[Start of Material for the task]

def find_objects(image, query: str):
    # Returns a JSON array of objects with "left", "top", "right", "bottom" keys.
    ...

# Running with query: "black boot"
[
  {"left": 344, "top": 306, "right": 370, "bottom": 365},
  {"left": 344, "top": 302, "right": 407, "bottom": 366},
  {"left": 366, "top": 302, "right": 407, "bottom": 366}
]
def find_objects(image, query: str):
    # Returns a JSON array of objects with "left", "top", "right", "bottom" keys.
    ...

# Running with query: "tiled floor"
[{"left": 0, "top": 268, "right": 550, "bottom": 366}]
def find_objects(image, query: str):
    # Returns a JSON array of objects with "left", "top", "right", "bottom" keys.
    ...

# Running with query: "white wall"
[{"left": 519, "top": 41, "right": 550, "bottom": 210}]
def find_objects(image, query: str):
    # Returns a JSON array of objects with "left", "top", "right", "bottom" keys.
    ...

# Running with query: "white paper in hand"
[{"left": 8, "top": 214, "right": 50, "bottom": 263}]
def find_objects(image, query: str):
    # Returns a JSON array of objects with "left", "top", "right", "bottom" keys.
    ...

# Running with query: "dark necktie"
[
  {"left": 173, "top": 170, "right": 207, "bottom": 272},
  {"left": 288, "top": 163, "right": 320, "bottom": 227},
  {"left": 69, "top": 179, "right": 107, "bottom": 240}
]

[End of Material for the task]

Copy out every line of the records above verbatim, without changing anything.

def find_objects(image, query: str):
    # Returns a JSON array of objects with "left", "top", "right", "bottom" keys.
    ...

# Running with query: "black boot"
[
  {"left": 344, "top": 306, "right": 370, "bottom": 365},
  {"left": 344, "top": 302, "right": 407, "bottom": 366},
  {"left": 366, "top": 302, "right": 407, "bottom": 366}
]
def find_objects(image, query: str):
    # Returns a JSON array of objects with "left", "top", "right", "bottom" keys.
    ...

# Running with query: "tiled floor"
[{"left": 0, "top": 268, "right": 550, "bottom": 366}]
def find_objects(image, query: str):
    # Returns a JSON array of objects with "left", "top", "right", "bottom" keys.
    ...

# Running with query: "white wall"
[{"left": 519, "top": 41, "right": 550, "bottom": 210}]
def find_objects(image, query: str):
    # Returns a JSON array of objects with "left", "top", "right", "bottom" keys.
    ...

# Running with query: "white paper in hand"
[{"left": 8, "top": 214, "right": 50, "bottom": 263}]
def find_objects(image, query: str):
    # Returns a JSON array of objects with "left", "top", "right", "bottom" keys.
    ...

# Running with query: "dark necktie"
[
  {"left": 173, "top": 170, "right": 207, "bottom": 272},
  {"left": 288, "top": 163, "right": 320, "bottom": 227},
  {"left": 69, "top": 179, "right": 107, "bottom": 240}
]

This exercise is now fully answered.